Reproduce the records below, replacing "one point per instance" with "a single point for each instance" at every occurrence and leaving all other text untouched.

-- Start of STORED DATA --

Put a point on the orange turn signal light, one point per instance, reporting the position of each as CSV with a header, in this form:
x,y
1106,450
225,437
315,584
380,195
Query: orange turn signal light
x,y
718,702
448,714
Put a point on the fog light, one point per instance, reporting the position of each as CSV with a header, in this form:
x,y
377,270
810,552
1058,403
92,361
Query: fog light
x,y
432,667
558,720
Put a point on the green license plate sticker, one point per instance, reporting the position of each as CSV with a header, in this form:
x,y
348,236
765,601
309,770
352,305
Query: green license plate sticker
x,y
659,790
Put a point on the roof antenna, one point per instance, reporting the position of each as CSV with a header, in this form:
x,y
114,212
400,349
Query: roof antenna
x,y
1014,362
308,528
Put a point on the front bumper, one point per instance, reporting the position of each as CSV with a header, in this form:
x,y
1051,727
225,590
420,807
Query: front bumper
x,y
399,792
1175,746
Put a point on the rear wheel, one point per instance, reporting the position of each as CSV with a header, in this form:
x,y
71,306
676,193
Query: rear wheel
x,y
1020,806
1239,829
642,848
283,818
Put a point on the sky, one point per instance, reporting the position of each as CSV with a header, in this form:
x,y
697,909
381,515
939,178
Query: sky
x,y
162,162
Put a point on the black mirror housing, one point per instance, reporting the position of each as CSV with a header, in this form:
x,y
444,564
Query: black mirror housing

-- End of STORED DATA --

:: SOLUTION TO THIS EXERCISE ::
Put a point on the orange turn signal light, a single point for each instance, reporting the position of each as CSV with a header, in this form:
x,y
1106,450
225,437
315,584
380,195
Query: orange turn signal light
x,y
718,702
448,714
Put a point on the fog light, a single point for each instance, reporting the position of each as CSV with a header, in this form:
x,y
377,270
810,552
1058,403
92,361
Query: fog light
x,y
432,667
558,720
Put a point on the green license plate sticker, a single point for each instance, reporting the position of each as CSV with a header, in this form:
x,y
348,236
765,601
309,770
352,305
Query: green license plate sticker
x,y
659,790
Put a point on the roof antenna, a single point for each instance, reporting the position of each as CSV with a header, in this form:
x,y
114,212
400,349
Query: roof antenna
x,y
1014,362
308,528
Put a point on the front bumper, a single point for each instance, reporting the position of each as CSV with a header, in this form:
x,y
1051,727
225,590
420,807
Query: front bumper
x,y
399,792
1175,746
Put a point on the rear wheel, a single point for each instance, reporting the position of each as CSV with a header, in this form:
x,y
71,306
676,193
Query: rear wheel
x,y
1020,806
1239,829
642,848
283,818
Put a point on the sky, a single point for each instance, reporting the position of each as CSV with a header, in this form:
x,y
697,909
381,515
939,178
Query: sky
x,y
162,162
Put a point on the black mirror housing, a single point for each instance, reporting the position of each as CSV with a header, in this form:
x,y
444,564
Query: black mirror housing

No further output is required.